## Photo-based referring expression data:
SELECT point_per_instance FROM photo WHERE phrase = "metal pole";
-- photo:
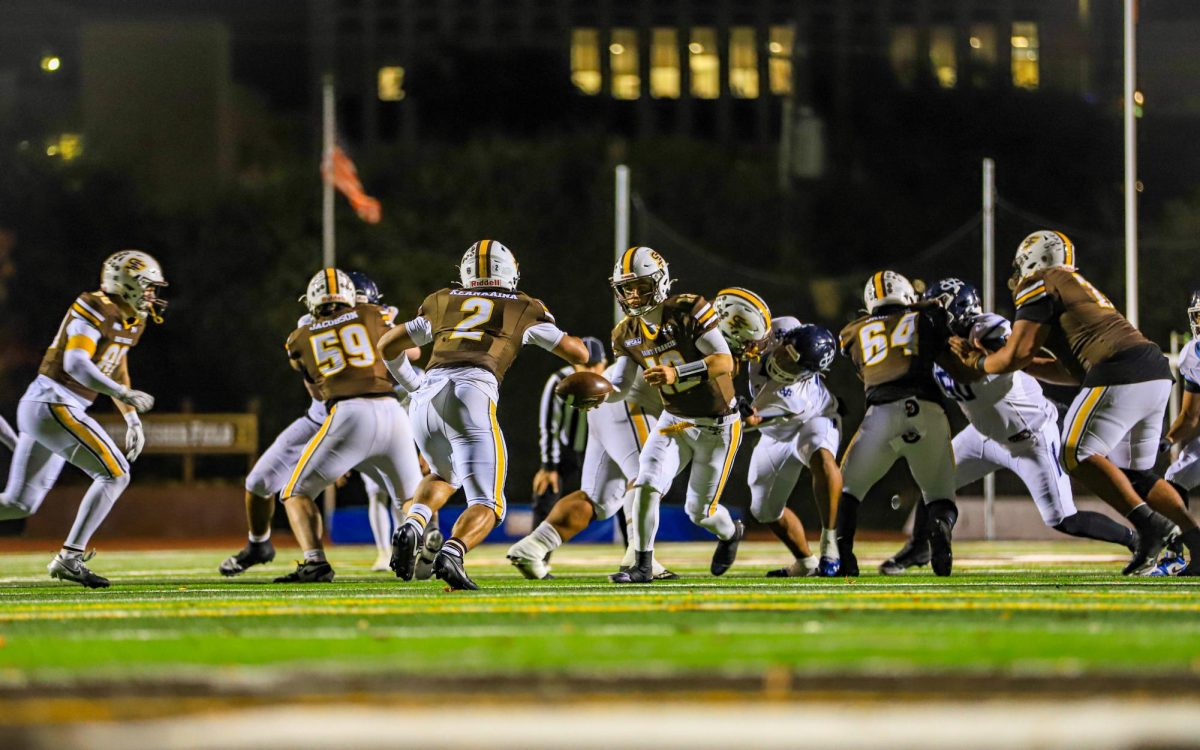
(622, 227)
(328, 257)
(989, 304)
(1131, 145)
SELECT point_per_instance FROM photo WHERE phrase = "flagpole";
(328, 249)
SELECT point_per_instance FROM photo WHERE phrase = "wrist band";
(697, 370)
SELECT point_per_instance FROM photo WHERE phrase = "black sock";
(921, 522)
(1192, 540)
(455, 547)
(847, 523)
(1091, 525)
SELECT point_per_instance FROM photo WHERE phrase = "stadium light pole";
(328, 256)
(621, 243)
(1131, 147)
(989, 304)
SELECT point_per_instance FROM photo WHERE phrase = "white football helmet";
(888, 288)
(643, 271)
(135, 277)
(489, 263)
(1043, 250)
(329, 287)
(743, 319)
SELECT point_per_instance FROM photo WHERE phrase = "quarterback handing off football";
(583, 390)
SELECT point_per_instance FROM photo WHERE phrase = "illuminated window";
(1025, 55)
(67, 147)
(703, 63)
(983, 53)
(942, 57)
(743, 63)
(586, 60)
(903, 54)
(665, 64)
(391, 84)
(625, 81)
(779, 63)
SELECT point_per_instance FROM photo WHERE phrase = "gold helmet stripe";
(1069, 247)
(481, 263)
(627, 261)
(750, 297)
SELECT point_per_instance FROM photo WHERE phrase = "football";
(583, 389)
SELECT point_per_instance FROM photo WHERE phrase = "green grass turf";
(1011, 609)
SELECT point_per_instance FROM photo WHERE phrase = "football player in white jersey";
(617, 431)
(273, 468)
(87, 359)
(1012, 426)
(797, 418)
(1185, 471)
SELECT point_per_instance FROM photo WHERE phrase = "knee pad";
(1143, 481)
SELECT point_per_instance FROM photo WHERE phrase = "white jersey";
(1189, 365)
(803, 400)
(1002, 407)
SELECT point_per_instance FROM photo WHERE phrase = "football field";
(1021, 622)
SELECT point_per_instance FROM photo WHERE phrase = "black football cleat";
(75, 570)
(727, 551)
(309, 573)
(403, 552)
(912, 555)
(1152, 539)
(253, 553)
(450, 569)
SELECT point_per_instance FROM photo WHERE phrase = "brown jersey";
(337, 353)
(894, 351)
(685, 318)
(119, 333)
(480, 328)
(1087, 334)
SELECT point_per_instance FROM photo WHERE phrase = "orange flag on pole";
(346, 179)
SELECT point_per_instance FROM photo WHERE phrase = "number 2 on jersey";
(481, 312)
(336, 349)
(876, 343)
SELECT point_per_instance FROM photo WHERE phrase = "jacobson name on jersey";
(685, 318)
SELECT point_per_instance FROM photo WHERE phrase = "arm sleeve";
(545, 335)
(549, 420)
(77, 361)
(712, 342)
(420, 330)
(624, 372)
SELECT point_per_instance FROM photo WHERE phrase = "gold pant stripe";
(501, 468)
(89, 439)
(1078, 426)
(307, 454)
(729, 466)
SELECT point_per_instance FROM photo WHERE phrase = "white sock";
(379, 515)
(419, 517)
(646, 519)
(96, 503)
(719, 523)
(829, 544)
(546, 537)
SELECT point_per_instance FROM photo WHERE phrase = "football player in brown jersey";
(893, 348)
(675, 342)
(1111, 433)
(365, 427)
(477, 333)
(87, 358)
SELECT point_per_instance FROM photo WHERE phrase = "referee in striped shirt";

## Required work:
Give back all of the entries verbatim, but without pictures.

## Result of the exercise:
SELECT point_per_instance FROM photo WHERE phrase = "metal pole";
-- photo:
(622, 227)
(328, 257)
(989, 304)
(1131, 145)
SELECT point_per_instance FROM photo WHERE phrase = "flagpole";
(328, 249)
SELECT point_per_instance FROM photo WHERE phrase = "wrist band";
(697, 370)
SELECT point_per_instance FROM photo WHERE phrase = "black sock";
(921, 522)
(1192, 540)
(455, 547)
(847, 523)
(1091, 525)
SELECT point_per_instance FROM photo WHERE phrase = "stadium light pole";
(328, 256)
(621, 243)
(1131, 147)
(989, 304)
SELECT point_per_instance FROM photo WHERE phrase = "white football helmet";
(888, 288)
(643, 271)
(135, 277)
(489, 263)
(1043, 250)
(329, 287)
(743, 319)
SELECT point_per_instance FROM photo WHERE phrase = "quarterback handing off football";
(583, 390)
SELECT point_per_instance FROM photo WHERE phrase = "illuminated window";
(1025, 55)
(67, 147)
(703, 63)
(983, 53)
(942, 57)
(743, 63)
(586, 60)
(903, 54)
(665, 64)
(391, 84)
(625, 81)
(779, 63)
SELECT point_per_instance FROM photo WHERE phrase = "gold helmet stripe";
(1069, 247)
(481, 263)
(627, 261)
(750, 297)
SELECT point_per_instance FROM photo WHERE phrase = "football";
(583, 389)
SELECT point_per_instance FROM photo WHERE phrase = "green grass turf";
(1011, 609)
SELECT point_per_instance FROM photo WHERE phrase = "football player in white jersey";
(617, 431)
(273, 468)
(87, 359)
(1012, 426)
(797, 418)
(1185, 471)
SELECT point_per_instance FROM photo WHERE phrase = "knee pad";
(1143, 481)
SELECT point_per_instance FROM photo WHERE phrase = "white jersey";
(1189, 365)
(803, 400)
(1002, 407)
SELECT point_per_instance FROM photo WHERE phrase = "football field";
(1021, 622)
SELECT point_per_instance FROM photo WHERE phrase = "black football cleat";
(75, 570)
(727, 551)
(309, 573)
(403, 552)
(912, 555)
(1152, 539)
(253, 553)
(450, 569)
SELECT point_per_instance FROM photo WHERE phrase = "brown jersey";
(337, 353)
(894, 351)
(685, 318)
(119, 333)
(480, 328)
(1087, 334)
SELECT point_per_instance FROM photo WHERE phrase = "orange flag on pole";
(346, 179)
SELECT point_per_instance FROM photo WHERE phrase = "number 2 on jersey";
(481, 312)
(336, 349)
(876, 343)
SELECT point_per_instance FROM photo WHERE phrase = "jacobson name on jersey";
(685, 318)
SELECT point_per_instance FROM photo WHERE phrase = "arm sleeve";
(545, 335)
(549, 420)
(77, 361)
(712, 342)
(420, 330)
(624, 372)
SELECT point_per_instance FROM photo WHERE phrase = "gold pant stripe";
(501, 468)
(89, 439)
(1078, 426)
(307, 454)
(729, 466)
SELECT point_per_instance FROM photo WHERE phrase = "white sock";
(379, 515)
(419, 517)
(646, 519)
(96, 503)
(719, 523)
(829, 544)
(546, 537)
SELECT point_per_instance FROM photo WHERE phrase = "football player in brown jersey";
(893, 348)
(675, 342)
(1111, 433)
(365, 427)
(477, 333)
(87, 358)
SELECT point_per_instance FROM photo WHERE phrase = "referee in striped shirt";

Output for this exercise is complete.